* SHORT EXERCISE
Carry on the mailing-list exchange about odd results after insample, starting right after its last sentence.
== DOCUMENT ==
[Date Prev][Date Next][Thread Prev][Thread Next][Date Index][Thread Index]
st: R: AW: R: AW: R: RE: odd results after insample

From	"Carlo Lazzaro" <[email protected]>
To	<[email protected]>
Subject	st: R: AW: R: AW: R: RE: odd results after insample
Date	Sun, 27 Sep 2009 09:02:05 +0200
Dear Martin,

thanks a lot for your kind reply.

Sorry for the typo: the meaning was -invaluable-. The previous version of my
reply included -unexpected-, since your efforts were truly appreciated. In
turning -unexpected- into -invaluable- my keyboard did some jokes.

I have replicated the analysis concerning Tables 1 and 2 (both panels)
during this week.
I share your opinion that there's nothing to do with Tables 3 and 4 of the
paper, unless the data sets are available. However, set aside the examples
reported in this particular paper, I am more interested in the available
Stata procedures for drawing random sampling. It is quite usual for me to
mimic a data set for testing the features of different estimators of the
population mean.

Thanks a lot again for your helpful support and enjoy your Sunday.

Kind Regards,
Carlo 

-----Messaggio originale-----
Da: [email protected]
[mailto:[email protected]] Per conto di Martin Weiss
Inviato: sabato 26 settembre 2009 21.47
A: [email protected]
Oggetto: st: AW: R: AW: R: RE: odd results after insample


<> 

I am not sure that you can do anything about tables 3 and 4, as they are out
of reach as long as you do not hold the specific data used in these tables
in hand.
===
== DATASET EXCERPTS ==
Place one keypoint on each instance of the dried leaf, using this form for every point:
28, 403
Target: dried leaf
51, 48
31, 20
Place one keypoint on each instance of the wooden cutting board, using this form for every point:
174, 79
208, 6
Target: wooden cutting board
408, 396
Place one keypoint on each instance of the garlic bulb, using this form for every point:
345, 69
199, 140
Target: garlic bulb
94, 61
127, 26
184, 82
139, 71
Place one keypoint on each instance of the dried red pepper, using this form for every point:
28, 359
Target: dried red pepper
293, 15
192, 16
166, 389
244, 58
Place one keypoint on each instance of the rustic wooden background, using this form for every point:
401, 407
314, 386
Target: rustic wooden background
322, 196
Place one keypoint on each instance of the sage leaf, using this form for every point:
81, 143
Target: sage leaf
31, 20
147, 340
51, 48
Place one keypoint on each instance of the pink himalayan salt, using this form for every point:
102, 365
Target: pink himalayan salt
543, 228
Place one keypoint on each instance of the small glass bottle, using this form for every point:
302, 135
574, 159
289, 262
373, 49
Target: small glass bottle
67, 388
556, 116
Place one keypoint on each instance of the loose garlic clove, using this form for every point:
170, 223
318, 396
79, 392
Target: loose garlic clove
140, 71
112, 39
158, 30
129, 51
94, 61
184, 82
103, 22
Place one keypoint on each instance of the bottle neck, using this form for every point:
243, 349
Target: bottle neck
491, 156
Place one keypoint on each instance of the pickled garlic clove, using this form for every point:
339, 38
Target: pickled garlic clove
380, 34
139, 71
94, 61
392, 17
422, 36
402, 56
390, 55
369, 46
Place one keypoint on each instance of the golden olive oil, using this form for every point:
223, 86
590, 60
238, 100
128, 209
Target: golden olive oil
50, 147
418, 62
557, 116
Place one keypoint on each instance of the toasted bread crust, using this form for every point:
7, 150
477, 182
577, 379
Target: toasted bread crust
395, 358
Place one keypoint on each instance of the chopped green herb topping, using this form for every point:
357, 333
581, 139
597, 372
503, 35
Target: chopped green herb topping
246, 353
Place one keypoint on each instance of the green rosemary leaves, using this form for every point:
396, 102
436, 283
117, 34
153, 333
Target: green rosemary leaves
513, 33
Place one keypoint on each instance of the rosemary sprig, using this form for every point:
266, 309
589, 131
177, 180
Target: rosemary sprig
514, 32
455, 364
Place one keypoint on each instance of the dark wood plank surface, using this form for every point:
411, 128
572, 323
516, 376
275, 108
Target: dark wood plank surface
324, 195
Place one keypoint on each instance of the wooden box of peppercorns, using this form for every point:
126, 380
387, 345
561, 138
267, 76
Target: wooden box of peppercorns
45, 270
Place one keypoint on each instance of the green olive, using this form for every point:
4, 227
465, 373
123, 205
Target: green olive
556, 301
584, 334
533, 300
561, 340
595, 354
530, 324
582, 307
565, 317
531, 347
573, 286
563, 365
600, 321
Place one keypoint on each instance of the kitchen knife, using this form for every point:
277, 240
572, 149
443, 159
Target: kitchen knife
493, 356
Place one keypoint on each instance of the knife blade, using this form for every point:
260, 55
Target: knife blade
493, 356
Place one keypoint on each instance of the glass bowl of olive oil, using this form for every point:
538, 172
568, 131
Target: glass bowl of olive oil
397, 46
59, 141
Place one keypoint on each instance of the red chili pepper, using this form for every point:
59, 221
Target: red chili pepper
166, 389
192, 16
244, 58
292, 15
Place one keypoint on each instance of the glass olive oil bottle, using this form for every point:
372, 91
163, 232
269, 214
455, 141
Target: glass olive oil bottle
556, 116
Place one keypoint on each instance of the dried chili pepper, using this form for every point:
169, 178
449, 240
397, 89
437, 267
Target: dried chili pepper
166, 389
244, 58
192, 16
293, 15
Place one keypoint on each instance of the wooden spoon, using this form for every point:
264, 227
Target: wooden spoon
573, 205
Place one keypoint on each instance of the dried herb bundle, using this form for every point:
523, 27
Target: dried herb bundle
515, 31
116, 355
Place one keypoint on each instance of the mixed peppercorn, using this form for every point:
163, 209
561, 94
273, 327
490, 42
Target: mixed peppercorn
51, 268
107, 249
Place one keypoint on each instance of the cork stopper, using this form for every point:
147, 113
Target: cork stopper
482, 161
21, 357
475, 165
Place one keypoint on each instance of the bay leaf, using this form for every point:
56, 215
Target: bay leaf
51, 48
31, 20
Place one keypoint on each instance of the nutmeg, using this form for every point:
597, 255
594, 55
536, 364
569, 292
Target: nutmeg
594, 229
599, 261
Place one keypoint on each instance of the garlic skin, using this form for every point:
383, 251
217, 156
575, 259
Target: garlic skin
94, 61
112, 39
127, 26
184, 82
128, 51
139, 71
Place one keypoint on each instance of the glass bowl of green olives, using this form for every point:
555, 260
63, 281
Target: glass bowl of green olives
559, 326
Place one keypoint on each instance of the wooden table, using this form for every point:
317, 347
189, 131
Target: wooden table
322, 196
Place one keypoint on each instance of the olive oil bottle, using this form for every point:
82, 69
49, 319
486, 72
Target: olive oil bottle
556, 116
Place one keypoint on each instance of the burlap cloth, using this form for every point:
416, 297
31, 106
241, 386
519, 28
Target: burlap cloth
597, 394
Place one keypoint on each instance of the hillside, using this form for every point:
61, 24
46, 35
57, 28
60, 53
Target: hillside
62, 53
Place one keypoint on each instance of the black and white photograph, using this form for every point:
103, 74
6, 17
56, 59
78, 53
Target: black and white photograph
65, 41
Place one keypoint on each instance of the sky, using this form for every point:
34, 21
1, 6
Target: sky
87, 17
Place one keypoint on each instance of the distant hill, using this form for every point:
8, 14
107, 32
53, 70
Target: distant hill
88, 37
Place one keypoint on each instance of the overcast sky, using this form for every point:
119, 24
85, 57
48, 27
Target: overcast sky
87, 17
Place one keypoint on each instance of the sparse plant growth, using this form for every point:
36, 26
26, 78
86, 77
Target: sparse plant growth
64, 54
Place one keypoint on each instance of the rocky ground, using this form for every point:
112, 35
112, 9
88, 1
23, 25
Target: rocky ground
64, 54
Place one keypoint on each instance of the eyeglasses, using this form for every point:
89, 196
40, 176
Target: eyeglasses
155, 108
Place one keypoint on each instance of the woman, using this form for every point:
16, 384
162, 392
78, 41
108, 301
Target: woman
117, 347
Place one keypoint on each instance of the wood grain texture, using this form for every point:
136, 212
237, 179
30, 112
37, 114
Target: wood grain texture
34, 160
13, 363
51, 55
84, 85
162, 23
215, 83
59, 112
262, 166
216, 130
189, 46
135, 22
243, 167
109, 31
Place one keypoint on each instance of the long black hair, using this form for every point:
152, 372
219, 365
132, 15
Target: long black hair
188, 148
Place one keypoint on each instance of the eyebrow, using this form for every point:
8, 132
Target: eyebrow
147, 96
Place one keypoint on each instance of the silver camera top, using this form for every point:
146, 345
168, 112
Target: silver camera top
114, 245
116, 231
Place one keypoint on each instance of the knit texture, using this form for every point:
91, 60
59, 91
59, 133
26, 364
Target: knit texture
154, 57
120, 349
===
* EXPECTED OUTPUT
What you can do, though, is replicate the (left panel of) table 1, which is
an interesting exercise in Stata programming and the use of -postfile- and
-tabdisp-. I am not sure whether I have done this efficiently, but it sure
works, and under a -version- other than mine at that. 

Note that I am using 100 replications for the -simulate- command, instead of
10,000 as in the original article, so that this thing finishes in finite
time. You want to check this _very_ carefully:



*************

clear*
vers 9.2

//lognormal part
capt prog drop lognorm

prog def lognorm, rclass
vers 9.2
	syntax [,obs(integer 100) cov(real 2)]
	drop _all
	set obs `obs'
	loc sd = sqrt(log(`cov'^2+1))
	loc mean = log(1000)-.5*`sd'^2
	tempvar z
	gen `z'=exp(invnormal(uniform())*`sd'+`mean')
	su `z'
	ret sca rmse=sqrt((`r(mean)'-1000)^2)
end


//gamma part
capt prog drop gam

prog def gam, rclass
vers 9.2
syntax [,obs(integer 100) cov(real 2)]
	drop _all
	set obs `obs'
	loc shape = (`cov')^(-2)
	loc scale = 1000/`shape'
	tempvar z
	gengamma `z', alpha(`shape') beta(`scale')
	su `z', mean
	ret sca rmse=sqrt((`r(mean)'-1000)^2)
end

//postfile

tempname hdle
tempfile info
postfile `hdle' str15 distr cov  /* 
*/ size meanrmse using `info'

//gamma
foreach cv in .25 .5 1 1.5 2{
		foreach size in 20 50 200 500 2000{
			simulate rmse=r(rmse), reps(100): /* 
			*/ gam, obs(`size') cov(`cv') 
			sum rmse, mean
			post `hdle' ("Gamma") (`cv') (`size') (r(mean))
		}
 }

//lognormal
foreach cv in .25 .5 1 1.5 2{
		foreach size in 20 50 200 500 2000{
			simulate rmse=r(rmse), reps(100): /* 
			*/ lognorm, obs(`size') cov(`cv') 
			sum rmse, mean
			post `hdle' ("Lognormal") (`cv') (`size') (r(mean))
		}
 }

postclose `hdle'

preserve
	use `info', clear
	replace meanrmse=round(meanrmse)
	tabdisp cov size, cellvar(meanrmse) /* 
	*/ by(distr) 
restore
*************

Do you have any idea how to replicate the right panel? Somehow these results
are out of reach for me :-(

HTH
Martin


-----Ursprüngliche Nachricht-----
Von: [email protected]
[mailto:[email protected]] Im Auftrag von Carlo Lazzaro
Gesendet: Samstag, 26. September 2009 20:56
An: [email protected]
Cc: 'Martin Weiss'
Betreff: st: R: AW: R: RE: odd results after insample

Dear Martin,
many thanks for your unvaluable efforts.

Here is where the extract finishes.